(Records from a dataset)
***

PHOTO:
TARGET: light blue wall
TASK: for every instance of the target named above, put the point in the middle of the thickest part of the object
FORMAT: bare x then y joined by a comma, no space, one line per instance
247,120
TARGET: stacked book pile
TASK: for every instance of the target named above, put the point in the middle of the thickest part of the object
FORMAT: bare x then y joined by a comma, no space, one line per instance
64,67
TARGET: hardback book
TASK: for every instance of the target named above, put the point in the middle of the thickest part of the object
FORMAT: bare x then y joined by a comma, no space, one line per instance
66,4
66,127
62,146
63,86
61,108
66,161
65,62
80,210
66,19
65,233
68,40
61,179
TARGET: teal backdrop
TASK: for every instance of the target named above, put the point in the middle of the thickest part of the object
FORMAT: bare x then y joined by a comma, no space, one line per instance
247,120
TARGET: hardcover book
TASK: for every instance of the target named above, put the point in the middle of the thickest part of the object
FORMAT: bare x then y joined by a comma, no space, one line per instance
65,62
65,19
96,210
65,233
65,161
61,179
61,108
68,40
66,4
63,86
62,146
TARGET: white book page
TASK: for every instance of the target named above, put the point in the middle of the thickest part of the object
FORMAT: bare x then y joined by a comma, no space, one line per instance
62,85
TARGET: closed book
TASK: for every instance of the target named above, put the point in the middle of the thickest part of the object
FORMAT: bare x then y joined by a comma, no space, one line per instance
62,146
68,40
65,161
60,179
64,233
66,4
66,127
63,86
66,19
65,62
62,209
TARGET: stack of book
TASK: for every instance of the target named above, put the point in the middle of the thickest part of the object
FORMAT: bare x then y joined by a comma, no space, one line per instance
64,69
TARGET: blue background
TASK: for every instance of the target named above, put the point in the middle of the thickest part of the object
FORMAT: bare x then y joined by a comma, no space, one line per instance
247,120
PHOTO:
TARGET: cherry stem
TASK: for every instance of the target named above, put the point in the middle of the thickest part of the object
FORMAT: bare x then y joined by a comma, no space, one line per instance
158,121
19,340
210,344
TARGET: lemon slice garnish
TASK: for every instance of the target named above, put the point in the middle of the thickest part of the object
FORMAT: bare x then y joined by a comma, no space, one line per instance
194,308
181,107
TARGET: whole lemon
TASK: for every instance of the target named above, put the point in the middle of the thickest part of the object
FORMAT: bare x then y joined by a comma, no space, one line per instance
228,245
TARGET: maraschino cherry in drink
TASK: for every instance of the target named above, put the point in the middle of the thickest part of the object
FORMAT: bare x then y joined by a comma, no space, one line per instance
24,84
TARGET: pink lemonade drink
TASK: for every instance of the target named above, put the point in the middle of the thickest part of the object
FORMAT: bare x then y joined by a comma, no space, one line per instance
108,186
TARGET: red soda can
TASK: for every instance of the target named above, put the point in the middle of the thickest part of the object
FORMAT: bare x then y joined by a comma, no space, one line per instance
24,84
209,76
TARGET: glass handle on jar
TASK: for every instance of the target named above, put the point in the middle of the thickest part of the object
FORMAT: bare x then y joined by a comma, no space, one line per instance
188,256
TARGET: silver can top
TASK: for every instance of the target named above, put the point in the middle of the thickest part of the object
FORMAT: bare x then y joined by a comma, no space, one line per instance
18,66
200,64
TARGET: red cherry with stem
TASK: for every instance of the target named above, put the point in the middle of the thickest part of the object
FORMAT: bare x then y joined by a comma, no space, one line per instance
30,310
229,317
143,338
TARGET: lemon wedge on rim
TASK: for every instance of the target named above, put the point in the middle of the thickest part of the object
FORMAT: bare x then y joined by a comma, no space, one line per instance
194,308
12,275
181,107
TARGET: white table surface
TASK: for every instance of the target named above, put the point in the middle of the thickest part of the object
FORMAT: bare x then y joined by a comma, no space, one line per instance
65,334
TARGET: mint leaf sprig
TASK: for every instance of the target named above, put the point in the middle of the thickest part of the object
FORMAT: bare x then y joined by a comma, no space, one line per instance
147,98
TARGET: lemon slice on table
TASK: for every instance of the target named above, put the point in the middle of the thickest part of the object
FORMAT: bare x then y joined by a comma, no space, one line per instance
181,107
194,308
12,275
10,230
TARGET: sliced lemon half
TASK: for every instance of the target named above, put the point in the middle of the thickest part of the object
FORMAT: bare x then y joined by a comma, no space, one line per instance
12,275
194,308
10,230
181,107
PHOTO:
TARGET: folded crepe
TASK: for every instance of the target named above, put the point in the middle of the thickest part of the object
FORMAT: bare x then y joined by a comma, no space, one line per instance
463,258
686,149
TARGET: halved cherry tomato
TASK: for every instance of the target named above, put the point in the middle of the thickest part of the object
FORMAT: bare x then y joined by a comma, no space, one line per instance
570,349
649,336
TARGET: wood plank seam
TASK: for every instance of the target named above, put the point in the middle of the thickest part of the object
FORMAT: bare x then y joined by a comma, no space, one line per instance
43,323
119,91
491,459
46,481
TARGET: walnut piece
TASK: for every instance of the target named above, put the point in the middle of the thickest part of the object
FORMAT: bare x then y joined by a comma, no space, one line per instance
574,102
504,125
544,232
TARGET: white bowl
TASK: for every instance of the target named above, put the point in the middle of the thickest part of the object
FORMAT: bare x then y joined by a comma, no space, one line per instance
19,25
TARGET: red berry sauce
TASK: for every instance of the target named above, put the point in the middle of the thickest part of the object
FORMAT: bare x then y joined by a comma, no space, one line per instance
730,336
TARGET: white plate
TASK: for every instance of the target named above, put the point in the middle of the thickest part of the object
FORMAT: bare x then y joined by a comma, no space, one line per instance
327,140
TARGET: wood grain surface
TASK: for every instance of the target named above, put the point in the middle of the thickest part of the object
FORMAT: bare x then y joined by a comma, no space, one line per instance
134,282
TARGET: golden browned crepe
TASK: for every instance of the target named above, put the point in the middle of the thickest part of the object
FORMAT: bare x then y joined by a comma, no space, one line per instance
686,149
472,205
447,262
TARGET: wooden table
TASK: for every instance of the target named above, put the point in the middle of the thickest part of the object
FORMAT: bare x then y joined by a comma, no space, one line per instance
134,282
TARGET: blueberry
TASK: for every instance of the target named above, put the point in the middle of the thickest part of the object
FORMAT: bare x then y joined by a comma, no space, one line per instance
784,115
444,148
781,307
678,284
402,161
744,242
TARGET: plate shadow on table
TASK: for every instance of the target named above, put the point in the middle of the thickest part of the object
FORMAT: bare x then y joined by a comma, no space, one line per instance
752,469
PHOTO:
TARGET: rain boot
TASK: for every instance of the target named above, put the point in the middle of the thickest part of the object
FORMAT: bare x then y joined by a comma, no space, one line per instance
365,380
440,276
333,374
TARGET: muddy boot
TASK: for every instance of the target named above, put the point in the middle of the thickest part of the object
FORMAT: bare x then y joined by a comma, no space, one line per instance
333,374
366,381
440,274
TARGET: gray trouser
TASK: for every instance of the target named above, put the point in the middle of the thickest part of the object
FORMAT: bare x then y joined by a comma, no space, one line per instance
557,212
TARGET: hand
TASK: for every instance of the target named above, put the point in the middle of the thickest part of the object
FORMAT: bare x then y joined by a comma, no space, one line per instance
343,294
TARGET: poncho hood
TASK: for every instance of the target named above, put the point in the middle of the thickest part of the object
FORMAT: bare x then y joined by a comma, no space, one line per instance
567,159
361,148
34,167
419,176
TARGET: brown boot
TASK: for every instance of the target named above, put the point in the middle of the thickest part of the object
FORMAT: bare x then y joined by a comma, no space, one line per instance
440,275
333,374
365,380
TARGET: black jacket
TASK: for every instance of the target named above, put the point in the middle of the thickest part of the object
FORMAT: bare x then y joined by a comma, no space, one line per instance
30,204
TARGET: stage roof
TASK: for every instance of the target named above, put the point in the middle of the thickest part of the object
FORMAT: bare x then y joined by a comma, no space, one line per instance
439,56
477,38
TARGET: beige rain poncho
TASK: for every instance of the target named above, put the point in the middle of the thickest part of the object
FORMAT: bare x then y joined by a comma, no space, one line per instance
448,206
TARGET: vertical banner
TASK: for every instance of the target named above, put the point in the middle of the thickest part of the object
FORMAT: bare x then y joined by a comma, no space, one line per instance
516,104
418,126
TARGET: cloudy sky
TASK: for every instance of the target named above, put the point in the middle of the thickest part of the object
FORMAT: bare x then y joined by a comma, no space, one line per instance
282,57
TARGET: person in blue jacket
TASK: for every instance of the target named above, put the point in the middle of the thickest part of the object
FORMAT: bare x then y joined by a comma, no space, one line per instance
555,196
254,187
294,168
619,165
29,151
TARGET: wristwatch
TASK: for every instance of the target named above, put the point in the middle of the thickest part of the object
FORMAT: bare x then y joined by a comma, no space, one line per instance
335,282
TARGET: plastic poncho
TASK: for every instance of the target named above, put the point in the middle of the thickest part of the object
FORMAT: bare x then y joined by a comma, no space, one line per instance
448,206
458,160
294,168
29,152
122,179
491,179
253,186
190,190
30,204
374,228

***

**TASK ITEM**
Above are the records; from them, give again exactly the lines from the one containing "TARGET: closed book" to the one containing "TARGET: blue background", both lines included, and nothing more.

**ANSWER BOX**
TARGET: closed book
TASK: for every instance of the target named above, put the point in the middle of the thickest part of the object
FORMAT: bare x then y joined by a comma, no space, one line per instance
62,146
68,40
65,161
60,179
64,233
66,4
66,127
63,86
66,19
65,62
62,209
TARGET: stack of book
TASK: for every instance of the target named above, put the point in the middle of the thickest part of the object
FORMAT: bare x then y joined by a comma, no space, one line per instance
64,69
TARGET: blue background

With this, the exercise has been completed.